**What you are asked to do:** Rewrite the records below from their first line up to and including the line with "[139,169,243,179]", keeping the requests, and adjust every bounding box coordinate by -44. Leave out everything after that line.

[begin Exercise input]

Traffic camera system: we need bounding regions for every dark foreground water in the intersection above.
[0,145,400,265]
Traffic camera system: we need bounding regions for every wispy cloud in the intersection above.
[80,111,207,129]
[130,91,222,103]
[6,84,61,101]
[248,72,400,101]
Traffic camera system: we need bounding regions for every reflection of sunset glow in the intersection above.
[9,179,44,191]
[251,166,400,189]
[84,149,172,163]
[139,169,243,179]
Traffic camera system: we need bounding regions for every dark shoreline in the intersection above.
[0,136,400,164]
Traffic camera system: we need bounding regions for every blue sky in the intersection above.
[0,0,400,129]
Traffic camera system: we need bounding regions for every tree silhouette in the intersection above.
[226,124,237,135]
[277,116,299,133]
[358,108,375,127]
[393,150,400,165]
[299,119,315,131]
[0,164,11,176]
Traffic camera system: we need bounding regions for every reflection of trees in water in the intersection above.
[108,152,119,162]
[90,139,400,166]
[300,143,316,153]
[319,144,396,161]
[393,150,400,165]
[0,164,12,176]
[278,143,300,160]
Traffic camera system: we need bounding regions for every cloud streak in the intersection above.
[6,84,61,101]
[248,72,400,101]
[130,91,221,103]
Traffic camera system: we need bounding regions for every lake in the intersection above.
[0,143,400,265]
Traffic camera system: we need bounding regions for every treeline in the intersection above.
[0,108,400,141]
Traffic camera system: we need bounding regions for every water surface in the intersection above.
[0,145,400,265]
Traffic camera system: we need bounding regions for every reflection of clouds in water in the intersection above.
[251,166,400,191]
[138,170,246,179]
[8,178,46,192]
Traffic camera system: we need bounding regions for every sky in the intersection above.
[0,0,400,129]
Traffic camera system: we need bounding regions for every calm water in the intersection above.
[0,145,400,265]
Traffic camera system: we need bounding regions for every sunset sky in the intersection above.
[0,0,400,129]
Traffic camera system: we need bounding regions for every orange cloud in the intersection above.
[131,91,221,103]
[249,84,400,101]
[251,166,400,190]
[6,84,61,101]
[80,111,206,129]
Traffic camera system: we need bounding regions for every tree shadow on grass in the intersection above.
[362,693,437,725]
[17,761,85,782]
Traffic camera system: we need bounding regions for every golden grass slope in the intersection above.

[end Exercise input]

**Exercise output:**
Traffic camera system: we need bounding regions for every dark foreground water in the intersection above.
[-44,101,356,221]
Traffic camera system: we need bounding regions for every wispy cloud in the intersection above.
[36,67,163,85]
[86,47,178,59]
[-38,40,17,57]
[204,28,356,57]
Traffic camera system: we need bounding regions for every reflection of sunset glow in the intersection above.
[-35,135,0,147]
[207,122,356,145]
[40,105,128,119]
[95,125,199,135]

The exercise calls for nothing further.